**SELECTED EXCERPT:**
--- --- ---
On April 16, Lilly announced that it was requesting FDA to revoke the emergency use authorization (EUA) for the monoclonal antibody bamlanivimab (LY-CoV555) when used alone.
Hours after, the agency agreed to rescind the EUA on the grounds that bamlanivimab is potentially ineffective against some SARS-CoV-2 variants.
Bamlanivimab, however, won’t be disappearing as a COVID-19 treatment but will be paired with another monoclonal antibody known as etesevimab.
The combination of bamlanivimab and etesevimab won EUA status on Feb. 9 to treat mild to moderate COVID-19. The combination is more effective against emerging SARS-CoV-2 variants than either antibody alone.
FDA has indicated the combination of bamlanivimab and etesevimab for people 12 years of age and older who tested positive for SARS-CoV-2. To receive the drugs, patients must weigh at least 40 kg (88 pounds) and have a high risk of developing severe COVID-19 or hospitalization.
Some 400,000 people had received bamlanivimab when offered individually as a COVID-19 treatment. Lilly estimates that the antibody prevented more than 20,000 hospitalizations and at least 10,000 deaths.
The company intends to continue developing neutralizing antibodies to combat future SARS-CoV-2 variants that can evade currently authorized therapies.
--- --- ---
**DATASET EXCERPTS:**

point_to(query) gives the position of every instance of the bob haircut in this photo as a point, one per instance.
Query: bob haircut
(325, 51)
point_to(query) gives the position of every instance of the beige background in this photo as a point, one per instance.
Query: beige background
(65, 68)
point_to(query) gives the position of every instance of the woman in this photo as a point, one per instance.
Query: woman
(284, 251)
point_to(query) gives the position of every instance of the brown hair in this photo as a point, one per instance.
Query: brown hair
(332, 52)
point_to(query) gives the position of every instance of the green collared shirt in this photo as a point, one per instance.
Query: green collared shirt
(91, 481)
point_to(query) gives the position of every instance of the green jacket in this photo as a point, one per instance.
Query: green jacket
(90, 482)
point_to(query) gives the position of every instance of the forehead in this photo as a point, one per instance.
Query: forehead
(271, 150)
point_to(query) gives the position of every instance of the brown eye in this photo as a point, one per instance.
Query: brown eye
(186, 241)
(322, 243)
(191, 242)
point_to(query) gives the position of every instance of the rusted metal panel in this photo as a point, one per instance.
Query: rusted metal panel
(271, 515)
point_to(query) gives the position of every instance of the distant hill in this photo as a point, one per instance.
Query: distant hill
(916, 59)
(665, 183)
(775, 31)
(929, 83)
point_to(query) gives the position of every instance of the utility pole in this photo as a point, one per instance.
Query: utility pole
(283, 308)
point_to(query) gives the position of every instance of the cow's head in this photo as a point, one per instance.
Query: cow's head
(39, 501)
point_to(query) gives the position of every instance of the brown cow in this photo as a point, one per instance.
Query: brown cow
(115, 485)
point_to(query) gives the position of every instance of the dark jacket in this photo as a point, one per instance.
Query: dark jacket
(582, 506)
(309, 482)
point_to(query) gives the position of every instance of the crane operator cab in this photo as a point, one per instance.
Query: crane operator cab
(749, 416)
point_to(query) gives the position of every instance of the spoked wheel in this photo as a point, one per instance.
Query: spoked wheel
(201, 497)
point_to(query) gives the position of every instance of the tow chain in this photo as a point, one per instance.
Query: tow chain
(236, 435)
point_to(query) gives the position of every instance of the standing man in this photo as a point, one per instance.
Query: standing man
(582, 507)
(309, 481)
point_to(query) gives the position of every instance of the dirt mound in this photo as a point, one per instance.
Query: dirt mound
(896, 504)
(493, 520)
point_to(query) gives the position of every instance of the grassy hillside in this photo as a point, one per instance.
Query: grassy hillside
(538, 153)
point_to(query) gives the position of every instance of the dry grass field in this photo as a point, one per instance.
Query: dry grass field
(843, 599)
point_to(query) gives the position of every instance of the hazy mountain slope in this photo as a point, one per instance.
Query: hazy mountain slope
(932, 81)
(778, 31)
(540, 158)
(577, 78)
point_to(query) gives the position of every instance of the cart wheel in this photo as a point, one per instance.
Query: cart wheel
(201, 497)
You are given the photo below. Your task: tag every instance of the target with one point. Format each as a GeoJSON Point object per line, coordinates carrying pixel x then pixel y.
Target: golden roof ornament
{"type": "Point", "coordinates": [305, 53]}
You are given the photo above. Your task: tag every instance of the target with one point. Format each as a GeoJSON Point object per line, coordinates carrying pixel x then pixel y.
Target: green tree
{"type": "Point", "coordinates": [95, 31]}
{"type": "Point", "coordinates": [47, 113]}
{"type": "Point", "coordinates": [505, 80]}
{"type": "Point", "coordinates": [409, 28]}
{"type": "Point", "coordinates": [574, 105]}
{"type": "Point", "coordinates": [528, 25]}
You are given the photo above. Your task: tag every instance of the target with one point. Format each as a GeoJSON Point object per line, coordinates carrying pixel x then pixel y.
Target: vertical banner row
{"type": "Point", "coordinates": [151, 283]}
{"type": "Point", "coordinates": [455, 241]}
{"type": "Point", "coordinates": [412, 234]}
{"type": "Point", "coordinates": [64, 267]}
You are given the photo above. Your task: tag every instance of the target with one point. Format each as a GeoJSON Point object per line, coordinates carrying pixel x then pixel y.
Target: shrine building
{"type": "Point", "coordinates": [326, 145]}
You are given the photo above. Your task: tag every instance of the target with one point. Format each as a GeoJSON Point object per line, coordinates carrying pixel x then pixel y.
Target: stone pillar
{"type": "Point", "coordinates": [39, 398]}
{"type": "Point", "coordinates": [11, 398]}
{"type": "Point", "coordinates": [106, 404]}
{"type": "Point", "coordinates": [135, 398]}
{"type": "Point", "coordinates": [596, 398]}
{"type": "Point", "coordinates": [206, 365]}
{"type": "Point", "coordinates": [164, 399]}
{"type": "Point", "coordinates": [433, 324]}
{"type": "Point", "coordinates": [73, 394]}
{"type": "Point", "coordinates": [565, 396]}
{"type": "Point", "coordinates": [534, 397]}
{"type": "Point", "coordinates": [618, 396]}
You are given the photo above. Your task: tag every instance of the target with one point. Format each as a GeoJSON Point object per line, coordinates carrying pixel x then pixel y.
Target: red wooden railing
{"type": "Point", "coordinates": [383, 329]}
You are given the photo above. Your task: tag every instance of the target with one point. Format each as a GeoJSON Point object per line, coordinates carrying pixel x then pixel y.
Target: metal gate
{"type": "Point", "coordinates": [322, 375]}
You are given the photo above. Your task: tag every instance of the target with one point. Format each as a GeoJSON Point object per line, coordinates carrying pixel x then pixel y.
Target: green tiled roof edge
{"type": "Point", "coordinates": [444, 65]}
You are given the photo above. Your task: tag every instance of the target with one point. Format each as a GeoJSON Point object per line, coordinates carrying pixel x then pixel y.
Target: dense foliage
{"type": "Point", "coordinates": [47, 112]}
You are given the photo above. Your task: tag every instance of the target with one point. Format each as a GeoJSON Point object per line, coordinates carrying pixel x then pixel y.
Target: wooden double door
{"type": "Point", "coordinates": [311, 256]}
--- --- ---
**EXERCISE AIM:**
Answer these from the text on bamlanivimab:
(a) On what date did the bamlanivimab and etesevimab combination win EUA status?
(b) What is the minimum weight a patient must have to receive the combination?
(c) About how many people had received bamlanivimab when it was offered individually?

**SOLUTION FOR THIS TASK:**
(a) Feb. 9
(b) At least 40 kg (88 pounds)
(c) Some 400,000